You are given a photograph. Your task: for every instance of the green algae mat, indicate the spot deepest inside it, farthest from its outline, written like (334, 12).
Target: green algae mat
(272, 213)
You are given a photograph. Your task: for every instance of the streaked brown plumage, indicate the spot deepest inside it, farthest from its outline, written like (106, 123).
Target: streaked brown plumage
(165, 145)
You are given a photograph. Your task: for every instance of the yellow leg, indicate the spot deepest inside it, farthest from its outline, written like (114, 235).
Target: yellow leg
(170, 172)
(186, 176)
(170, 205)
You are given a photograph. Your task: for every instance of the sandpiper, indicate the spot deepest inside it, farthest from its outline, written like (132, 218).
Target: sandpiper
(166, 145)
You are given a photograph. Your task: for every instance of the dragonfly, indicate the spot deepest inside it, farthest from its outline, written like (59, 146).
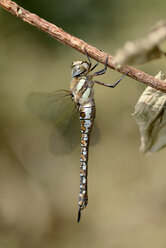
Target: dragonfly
(73, 110)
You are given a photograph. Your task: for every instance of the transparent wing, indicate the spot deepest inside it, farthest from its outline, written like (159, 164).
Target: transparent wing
(51, 106)
(59, 108)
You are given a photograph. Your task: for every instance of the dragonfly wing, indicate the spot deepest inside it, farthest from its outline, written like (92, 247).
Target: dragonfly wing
(51, 106)
(58, 108)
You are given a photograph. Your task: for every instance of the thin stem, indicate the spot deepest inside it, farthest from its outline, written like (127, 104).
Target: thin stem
(80, 45)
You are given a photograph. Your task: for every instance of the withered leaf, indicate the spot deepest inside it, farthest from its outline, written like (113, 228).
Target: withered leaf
(150, 115)
(146, 49)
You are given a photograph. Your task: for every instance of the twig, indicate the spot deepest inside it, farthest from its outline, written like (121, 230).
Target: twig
(80, 45)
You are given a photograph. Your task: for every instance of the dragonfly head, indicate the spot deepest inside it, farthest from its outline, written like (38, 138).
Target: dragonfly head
(80, 68)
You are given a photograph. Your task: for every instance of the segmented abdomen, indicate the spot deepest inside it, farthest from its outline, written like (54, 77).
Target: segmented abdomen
(87, 115)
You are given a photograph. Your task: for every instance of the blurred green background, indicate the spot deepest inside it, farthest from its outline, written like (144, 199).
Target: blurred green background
(39, 191)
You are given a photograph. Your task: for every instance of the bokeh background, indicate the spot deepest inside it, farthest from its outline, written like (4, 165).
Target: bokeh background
(39, 191)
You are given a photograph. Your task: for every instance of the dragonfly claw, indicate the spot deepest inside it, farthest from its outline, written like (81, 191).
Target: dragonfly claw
(79, 215)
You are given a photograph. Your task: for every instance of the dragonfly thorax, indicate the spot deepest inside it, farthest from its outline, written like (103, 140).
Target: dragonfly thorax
(80, 68)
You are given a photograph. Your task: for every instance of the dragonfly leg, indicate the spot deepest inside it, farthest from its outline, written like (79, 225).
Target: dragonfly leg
(111, 85)
(94, 66)
(79, 215)
(90, 63)
(101, 72)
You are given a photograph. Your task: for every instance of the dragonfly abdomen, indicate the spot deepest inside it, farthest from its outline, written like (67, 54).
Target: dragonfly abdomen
(87, 115)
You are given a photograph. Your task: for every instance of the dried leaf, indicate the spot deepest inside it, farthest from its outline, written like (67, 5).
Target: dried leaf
(141, 51)
(150, 115)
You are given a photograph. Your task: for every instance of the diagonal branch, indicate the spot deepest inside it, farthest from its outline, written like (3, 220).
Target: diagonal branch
(80, 45)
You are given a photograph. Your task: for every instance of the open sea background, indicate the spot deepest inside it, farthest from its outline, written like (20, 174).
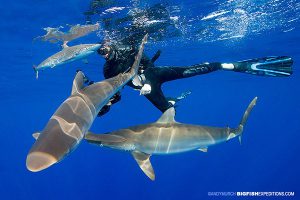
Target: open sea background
(216, 30)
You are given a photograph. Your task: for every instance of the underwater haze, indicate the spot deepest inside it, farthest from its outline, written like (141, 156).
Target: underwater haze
(187, 32)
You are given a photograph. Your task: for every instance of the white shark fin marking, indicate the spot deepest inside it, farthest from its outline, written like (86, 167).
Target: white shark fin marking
(104, 138)
(167, 116)
(36, 135)
(143, 161)
(65, 44)
(136, 81)
(78, 82)
(203, 149)
(85, 61)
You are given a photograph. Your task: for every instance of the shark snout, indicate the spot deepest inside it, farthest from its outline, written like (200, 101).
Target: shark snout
(94, 47)
(37, 161)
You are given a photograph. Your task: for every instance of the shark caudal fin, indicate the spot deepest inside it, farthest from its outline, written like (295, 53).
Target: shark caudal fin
(239, 130)
(35, 71)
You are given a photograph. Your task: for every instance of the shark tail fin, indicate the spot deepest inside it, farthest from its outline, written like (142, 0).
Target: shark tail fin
(35, 71)
(239, 130)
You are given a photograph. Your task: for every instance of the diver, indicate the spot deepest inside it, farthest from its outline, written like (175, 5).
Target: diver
(150, 77)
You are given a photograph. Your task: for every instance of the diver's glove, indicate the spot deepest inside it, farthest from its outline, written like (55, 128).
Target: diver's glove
(279, 66)
(146, 89)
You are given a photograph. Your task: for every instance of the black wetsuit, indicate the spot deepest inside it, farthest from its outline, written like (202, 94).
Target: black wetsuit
(122, 59)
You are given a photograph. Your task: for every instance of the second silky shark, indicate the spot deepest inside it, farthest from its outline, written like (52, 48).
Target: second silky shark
(71, 121)
(166, 136)
(66, 55)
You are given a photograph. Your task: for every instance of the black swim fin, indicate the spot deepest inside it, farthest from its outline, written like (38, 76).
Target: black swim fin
(279, 66)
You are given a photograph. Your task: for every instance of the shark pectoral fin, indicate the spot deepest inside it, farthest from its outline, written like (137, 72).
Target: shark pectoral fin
(136, 81)
(143, 161)
(104, 138)
(203, 149)
(78, 82)
(230, 136)
(36, 135)
(167, 117)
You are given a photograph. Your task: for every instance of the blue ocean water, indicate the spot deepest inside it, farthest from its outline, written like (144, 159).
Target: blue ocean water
(221, 30)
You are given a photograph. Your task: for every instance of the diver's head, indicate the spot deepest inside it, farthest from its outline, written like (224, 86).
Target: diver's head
(105, 51)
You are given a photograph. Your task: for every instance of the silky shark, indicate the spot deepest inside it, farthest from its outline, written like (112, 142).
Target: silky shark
(66, 55)
(166, 136)
(71, 121)
(54, 35)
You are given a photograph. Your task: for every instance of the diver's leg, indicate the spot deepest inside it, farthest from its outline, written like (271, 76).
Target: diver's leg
(174, 100)
(279, 66)
(157, 98)
(172, 73)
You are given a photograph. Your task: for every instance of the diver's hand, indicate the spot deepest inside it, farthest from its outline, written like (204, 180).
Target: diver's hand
(146, 89)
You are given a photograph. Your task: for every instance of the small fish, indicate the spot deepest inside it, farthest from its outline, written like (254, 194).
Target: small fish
(68, 54)
(166, 136)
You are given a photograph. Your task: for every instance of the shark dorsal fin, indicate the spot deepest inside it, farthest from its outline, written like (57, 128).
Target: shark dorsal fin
(143, 161)
(167, 116)
(36, 135)
(78, 82)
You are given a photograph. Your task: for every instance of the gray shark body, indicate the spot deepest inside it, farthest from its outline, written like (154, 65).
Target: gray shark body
(66, 55)
(166, 136)
(71, 121)
(54, 34)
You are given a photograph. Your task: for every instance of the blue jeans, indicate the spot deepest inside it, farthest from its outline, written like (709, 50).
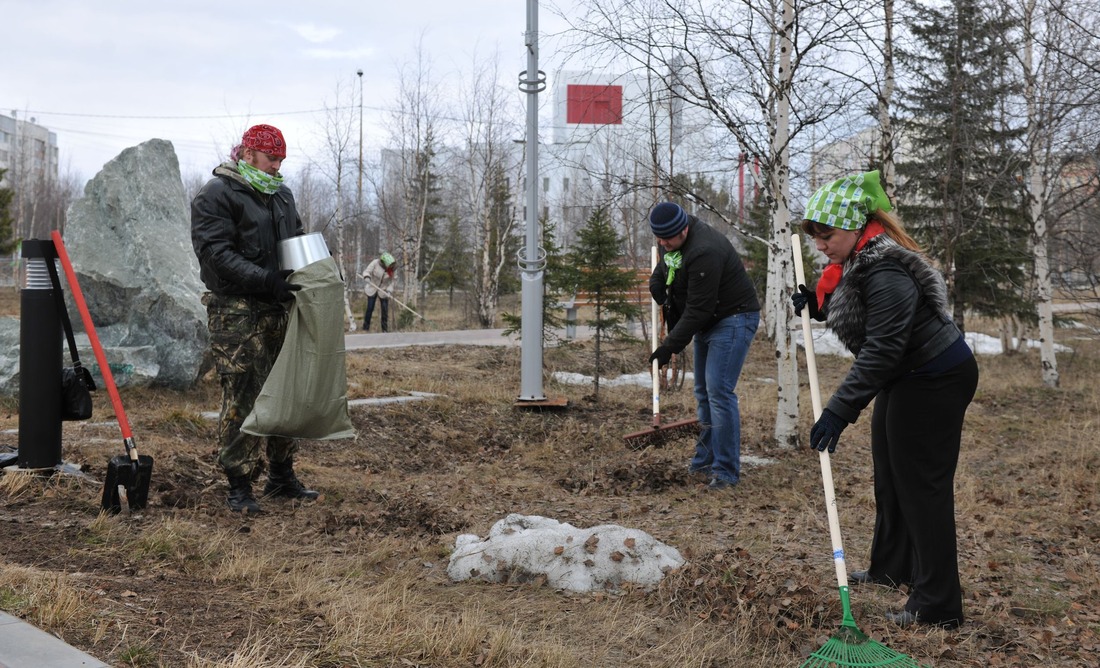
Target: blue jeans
(719, 354)
(370, 309)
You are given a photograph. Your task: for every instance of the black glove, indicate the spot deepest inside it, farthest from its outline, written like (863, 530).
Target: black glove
(277, 285)
(805, 297)
(826, 431)
(662, 354)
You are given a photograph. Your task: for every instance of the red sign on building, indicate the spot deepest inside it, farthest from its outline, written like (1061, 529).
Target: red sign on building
(594, 105)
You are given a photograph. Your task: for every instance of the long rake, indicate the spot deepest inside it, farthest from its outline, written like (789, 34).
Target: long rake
(849, 646)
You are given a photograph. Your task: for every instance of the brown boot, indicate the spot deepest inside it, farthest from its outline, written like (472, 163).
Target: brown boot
(283, 482)
(240, 495)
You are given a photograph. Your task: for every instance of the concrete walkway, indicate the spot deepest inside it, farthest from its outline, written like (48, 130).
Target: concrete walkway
(25, 646)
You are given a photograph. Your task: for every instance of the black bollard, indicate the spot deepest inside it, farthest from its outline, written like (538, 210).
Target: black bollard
(40, 362)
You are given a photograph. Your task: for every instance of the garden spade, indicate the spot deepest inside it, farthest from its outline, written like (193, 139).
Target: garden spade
(128, 475)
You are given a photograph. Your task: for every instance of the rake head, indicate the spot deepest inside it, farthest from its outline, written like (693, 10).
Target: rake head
(851, 647)
(658, 436)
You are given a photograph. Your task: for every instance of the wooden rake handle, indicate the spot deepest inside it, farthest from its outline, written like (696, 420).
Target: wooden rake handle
(815, 396)
(655, 341)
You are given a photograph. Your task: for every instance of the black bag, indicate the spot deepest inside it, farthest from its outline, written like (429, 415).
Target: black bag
(76, 381)
(76, 392)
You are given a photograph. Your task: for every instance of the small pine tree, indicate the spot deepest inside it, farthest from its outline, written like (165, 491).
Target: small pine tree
(559, 283)
(960, 194)
(597, 256)
(451, 270)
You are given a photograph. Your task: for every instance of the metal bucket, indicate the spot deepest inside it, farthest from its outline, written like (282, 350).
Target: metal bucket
(296, 252)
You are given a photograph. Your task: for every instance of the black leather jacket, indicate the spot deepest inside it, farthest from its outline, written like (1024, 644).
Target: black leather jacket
(234, 232)
(890, 309)
(712, 284)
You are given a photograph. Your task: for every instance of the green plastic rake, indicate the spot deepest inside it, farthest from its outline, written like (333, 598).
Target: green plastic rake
(849, 646)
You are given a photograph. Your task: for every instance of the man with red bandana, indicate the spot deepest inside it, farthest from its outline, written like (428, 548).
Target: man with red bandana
(238, 219)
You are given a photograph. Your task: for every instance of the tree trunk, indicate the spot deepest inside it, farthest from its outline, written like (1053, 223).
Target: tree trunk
(1036, 208)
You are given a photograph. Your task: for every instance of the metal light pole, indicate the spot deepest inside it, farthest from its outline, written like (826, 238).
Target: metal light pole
(532, 263)
(359, 187)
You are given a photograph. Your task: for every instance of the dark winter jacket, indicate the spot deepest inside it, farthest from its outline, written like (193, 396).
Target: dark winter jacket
(234, 232)
(890, 310)
(711, 284)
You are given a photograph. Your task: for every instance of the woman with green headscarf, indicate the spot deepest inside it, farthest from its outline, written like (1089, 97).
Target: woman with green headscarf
(888, 305)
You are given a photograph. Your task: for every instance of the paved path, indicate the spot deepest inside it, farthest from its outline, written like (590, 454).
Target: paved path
(460, 337)
(25, 646)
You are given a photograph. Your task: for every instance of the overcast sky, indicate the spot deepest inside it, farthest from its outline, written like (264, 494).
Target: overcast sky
(110, 74)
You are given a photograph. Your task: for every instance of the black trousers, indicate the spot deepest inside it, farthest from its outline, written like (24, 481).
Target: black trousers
(384, 304)
(916, 429)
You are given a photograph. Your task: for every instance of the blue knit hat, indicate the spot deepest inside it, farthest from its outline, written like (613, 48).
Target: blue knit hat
(667, 220)
(847, 201)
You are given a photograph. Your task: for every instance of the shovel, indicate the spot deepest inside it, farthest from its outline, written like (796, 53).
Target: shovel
(128, 475)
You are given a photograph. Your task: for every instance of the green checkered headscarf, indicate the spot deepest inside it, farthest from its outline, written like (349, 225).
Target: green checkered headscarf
(261, 181)
(847, 201)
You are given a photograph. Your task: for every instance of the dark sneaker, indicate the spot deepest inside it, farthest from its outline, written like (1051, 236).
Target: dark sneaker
(718, 484)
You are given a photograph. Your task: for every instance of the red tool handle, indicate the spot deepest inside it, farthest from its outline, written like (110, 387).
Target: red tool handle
(90, 328)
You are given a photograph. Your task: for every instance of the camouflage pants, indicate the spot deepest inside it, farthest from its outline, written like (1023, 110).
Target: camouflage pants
(245, 337)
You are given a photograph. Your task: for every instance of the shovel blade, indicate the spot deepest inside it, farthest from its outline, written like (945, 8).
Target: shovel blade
(133, 479)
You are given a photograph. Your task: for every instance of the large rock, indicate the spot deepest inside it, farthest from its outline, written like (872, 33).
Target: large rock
(129, 239)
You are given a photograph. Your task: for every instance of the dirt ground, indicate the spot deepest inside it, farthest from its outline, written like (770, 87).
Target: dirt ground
(152, 588)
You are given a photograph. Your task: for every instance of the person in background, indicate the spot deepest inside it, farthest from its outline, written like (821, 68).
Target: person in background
(380, 282)
(707, 296)
(238, 218)
(888, 305)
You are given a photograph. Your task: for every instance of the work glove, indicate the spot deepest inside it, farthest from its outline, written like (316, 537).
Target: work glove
(806, 298)
(662, 354)
(276, 284)
(826, 431)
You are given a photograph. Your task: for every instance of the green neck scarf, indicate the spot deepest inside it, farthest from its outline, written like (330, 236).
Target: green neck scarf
(261, 181)
(672, 260)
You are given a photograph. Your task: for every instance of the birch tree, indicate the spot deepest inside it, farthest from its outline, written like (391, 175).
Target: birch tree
(490, 120)
(1062, 98)
(763, 73)
(338, 132)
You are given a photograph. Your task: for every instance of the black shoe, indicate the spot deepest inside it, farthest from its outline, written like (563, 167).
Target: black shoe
(903, 619)
(718, 484)
(240, 495)
(283, 482)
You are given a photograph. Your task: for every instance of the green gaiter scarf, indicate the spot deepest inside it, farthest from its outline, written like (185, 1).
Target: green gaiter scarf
(261, 181)
(673, 261)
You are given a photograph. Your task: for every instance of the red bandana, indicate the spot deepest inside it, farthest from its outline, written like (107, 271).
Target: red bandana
(831, 275)
(265, 139)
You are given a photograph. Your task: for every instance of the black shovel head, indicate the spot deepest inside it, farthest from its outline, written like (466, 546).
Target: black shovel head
(122, 472)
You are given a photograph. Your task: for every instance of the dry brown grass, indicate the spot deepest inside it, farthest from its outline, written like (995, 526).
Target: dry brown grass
(359, 578)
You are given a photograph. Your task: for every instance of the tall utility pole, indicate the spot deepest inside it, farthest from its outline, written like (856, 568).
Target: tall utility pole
(359, 188)
(532, 263)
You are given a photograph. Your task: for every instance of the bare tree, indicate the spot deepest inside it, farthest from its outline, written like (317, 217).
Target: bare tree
(1062, 98)
(763, 73)
(490, 120)
(407, 187)
(339, 130)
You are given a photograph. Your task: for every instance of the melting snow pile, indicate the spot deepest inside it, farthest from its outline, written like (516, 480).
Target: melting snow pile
(524, 547)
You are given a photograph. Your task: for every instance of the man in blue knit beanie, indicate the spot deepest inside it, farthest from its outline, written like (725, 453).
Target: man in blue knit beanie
(707, 296)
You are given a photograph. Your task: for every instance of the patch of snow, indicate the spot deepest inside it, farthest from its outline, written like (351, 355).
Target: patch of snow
(525, 547)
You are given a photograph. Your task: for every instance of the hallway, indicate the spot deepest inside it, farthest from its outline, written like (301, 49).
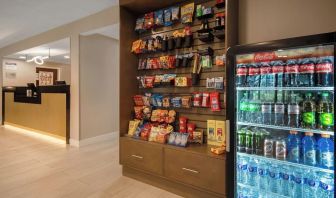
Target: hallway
(31, 167)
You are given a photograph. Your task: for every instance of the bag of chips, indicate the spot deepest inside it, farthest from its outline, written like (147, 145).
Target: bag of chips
(214, 101)
(187, 13)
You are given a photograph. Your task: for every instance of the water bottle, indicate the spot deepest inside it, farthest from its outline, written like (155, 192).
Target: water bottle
(326, 152)
(273, 178)
(310, 185)
(326, 185)
(252, 172)
(309, 149)
(297, 183)
(294, 147)
(262, 175)
(285, 183)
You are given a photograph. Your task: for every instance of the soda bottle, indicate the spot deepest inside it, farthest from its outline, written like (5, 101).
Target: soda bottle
(293, 109)
(253, 75)
(326, 152)
(279, 110)
(325, 71)
(310, 185)
(266, 112)
(262, 175)
(291, 73)
(294, 147)
(309, 149)
(307, 72)
(325, 110)
(241, 144)
(243, 108)
(309, 112)
(249, 142)
(255, 108)
(266, 76)
(252, 172)
(278, 70)
(326, 185)
(241, 73)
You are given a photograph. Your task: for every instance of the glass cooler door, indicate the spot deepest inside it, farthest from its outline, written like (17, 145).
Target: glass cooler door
(285, 123)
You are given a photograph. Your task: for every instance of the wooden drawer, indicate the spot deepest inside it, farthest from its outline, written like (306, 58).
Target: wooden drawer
(197, 170)
(141, 155)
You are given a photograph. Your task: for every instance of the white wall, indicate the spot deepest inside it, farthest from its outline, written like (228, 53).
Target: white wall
(99, 85)
(26, 72)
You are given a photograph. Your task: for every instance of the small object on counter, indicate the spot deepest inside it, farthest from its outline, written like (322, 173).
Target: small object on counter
(186, 101)
(205, 99)
(183, 124)
(218, 150)
(187, 13)
(214, 101)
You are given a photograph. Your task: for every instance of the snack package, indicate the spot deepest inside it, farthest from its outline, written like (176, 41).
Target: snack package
(138, 100)
(211, 130)
(139, 26)
(186, 101)
(132, 126)
(168, 17)
(183, 124)
(214, 101)
(166, 102)
(197, 99)
(149, 20)
(219, 83)
(190, 129)
(158, 18)
(187, 13)
(205, 99)
(175, 13)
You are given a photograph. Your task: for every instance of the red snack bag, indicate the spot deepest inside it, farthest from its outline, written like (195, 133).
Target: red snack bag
(183, 124)
(191, 129)
(149, 81)
(205, 99)
(197, 98)
(138, 100)
(214, 101)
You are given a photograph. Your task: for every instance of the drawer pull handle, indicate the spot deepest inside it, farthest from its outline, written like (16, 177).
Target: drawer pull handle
(190, 170)
(137, 156)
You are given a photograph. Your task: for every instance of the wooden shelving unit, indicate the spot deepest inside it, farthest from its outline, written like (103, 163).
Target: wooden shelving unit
(152, 162)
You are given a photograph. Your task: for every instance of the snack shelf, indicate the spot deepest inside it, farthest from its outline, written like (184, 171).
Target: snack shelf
(287, 163)
(285, 88)
(261, 191)
(286, 128)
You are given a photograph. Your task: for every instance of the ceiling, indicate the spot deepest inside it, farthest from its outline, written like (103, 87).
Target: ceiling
(21, 19)
(58, 52)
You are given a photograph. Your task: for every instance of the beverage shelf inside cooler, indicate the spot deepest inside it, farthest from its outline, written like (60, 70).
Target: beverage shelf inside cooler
(287, 163)
(286, 128)
(268, 193)
(285, 88)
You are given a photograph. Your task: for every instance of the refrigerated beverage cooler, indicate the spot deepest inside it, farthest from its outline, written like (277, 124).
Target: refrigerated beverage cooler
(282, 118)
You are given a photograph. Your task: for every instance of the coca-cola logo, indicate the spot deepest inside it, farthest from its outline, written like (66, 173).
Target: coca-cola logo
(264, 56)
(324, 68)
(307, 68)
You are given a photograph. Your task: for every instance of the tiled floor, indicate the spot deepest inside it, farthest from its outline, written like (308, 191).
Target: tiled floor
(34, 168)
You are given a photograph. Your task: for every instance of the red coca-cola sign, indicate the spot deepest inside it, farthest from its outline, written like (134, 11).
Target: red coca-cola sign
(307, 68)
(324, 68)
(264, 56)
(242, 71)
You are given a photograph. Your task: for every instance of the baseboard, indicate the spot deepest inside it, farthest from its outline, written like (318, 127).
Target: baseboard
(105, 137)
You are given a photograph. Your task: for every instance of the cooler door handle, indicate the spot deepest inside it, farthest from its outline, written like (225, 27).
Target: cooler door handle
(227, 130)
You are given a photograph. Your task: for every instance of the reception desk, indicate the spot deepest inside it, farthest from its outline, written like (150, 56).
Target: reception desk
(46, 112)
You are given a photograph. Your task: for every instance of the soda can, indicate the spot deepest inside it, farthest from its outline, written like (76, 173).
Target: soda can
(269, 147)
(241, 144)
(281, 149)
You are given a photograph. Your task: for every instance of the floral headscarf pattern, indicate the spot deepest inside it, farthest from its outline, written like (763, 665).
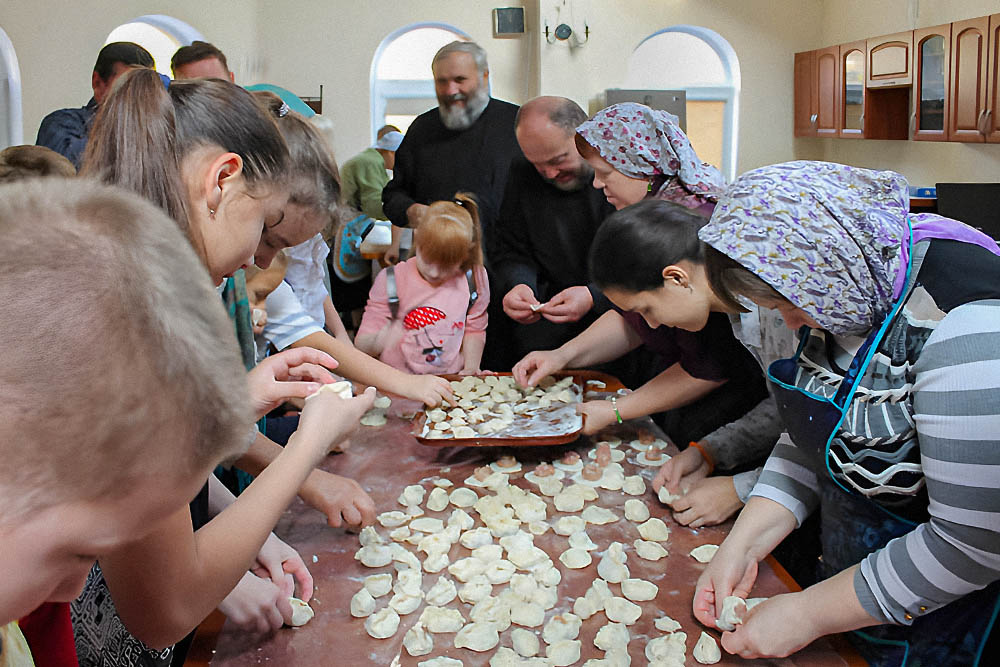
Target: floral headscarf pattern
(826, 236)
(641, 142)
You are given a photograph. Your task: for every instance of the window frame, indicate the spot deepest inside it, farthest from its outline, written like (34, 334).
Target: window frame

********************

**The task:** Output the line containing "like (150, 56)." and each line after it, through the end of the material, exactly as given. No pictures belong in the output.

**Output for this exercise:**
You are given a photograph. Your task: for every instance of the reception desk, indicate the spot deepest inside it, farthest from its outline, written like (150, 56).
Target: reception desk
(46, 112)
You are given a photograph. Your task: for every instance of the soda can, indicate the spot deepest inside it, farthest from its outline, written like (76, 173).
Target: soda can
(269, 147)
(241, 144)
(281, 149)
You are given a photograph. Your task: for every instance of the floral headscarf pattern, indicate the spot deepest inside it, farthest from its outline, written like (763, 665).
Target: floral headscarf pattern
(826, 236)
(641, 142)
You are given a photograph. Your task: for every instance of the window frame, indicate the spot deepest inside it, farthest from its outline, written like (34, 334).
Target: window frame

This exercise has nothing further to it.